▶ _BRIEF_
Format the listing from the line with "chopped green onion." up to and including the line with "[57,213,88,227]" as a two-column CSV with columns input and output. Write one row per request, putting its text and its answer each in one quoted field, with line breaks turned into spaces.

▶ _EXTRACTED ENTRIES_

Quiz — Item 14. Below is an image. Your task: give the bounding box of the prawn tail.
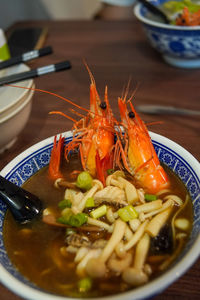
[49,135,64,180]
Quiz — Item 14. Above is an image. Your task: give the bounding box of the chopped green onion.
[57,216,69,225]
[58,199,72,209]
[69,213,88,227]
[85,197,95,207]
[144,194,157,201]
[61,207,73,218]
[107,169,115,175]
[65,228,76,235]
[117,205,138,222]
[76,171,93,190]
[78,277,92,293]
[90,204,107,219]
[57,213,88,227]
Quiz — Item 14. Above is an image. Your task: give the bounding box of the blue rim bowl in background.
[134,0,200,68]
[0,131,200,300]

--

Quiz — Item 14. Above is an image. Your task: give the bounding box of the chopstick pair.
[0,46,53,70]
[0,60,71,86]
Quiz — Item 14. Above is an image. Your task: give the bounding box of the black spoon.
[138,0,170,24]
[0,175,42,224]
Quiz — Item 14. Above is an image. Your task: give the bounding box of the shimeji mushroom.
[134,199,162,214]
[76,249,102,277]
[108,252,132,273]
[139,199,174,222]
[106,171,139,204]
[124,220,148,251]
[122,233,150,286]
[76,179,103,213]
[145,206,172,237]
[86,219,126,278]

* * *

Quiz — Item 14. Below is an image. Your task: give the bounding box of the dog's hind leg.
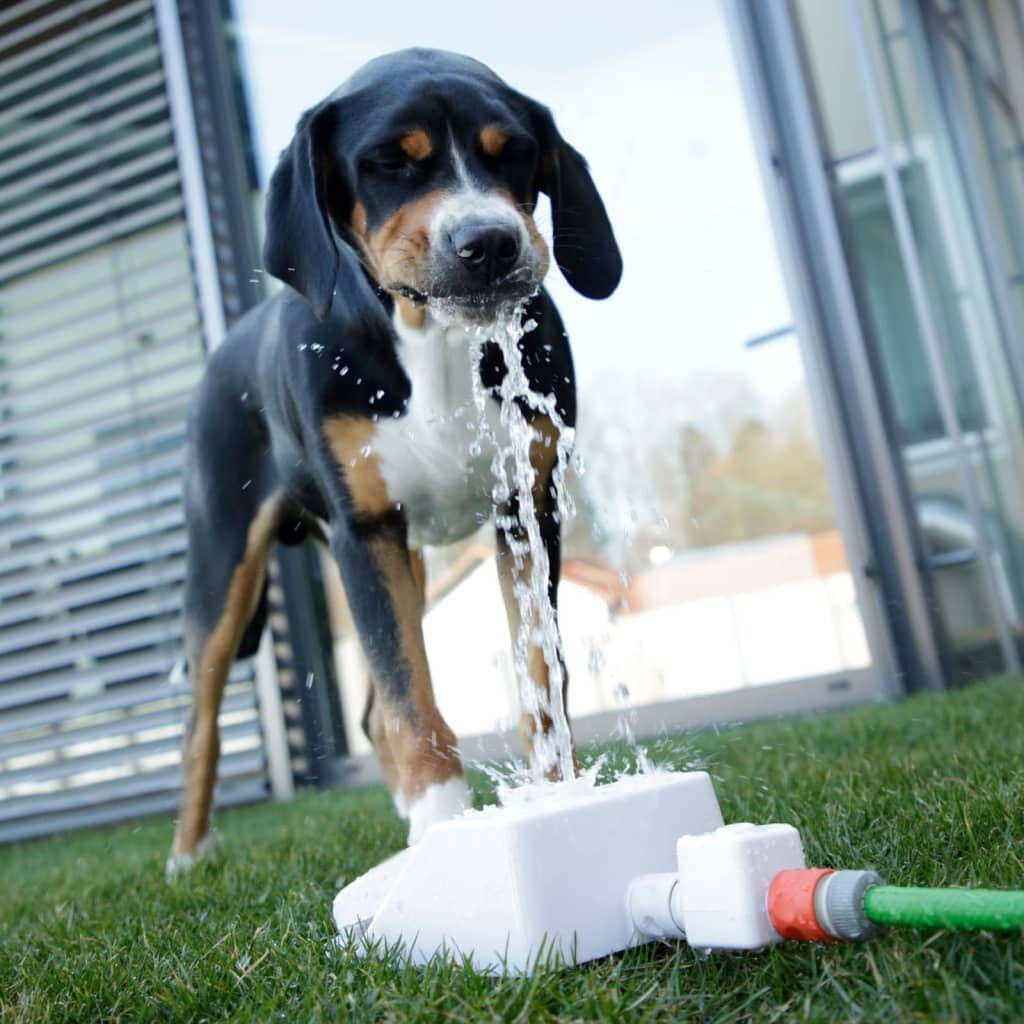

▶ _RESULT OF THE TASK_
input,output
"Quiz — Item 14. Above is an image. Your task: give the bounding box of the chopped green onion.","[57,216,69,225] [58,199,72,209] [69,213,88,227] [85,197,95,207] [144,194,157,201] [61,207,73,218] [107,169,115,175] [65,228,76,235] [117,205,138,222] [76,171,93,190] [78,277,92,293] [90,204,107,219] [57,213,88,227]"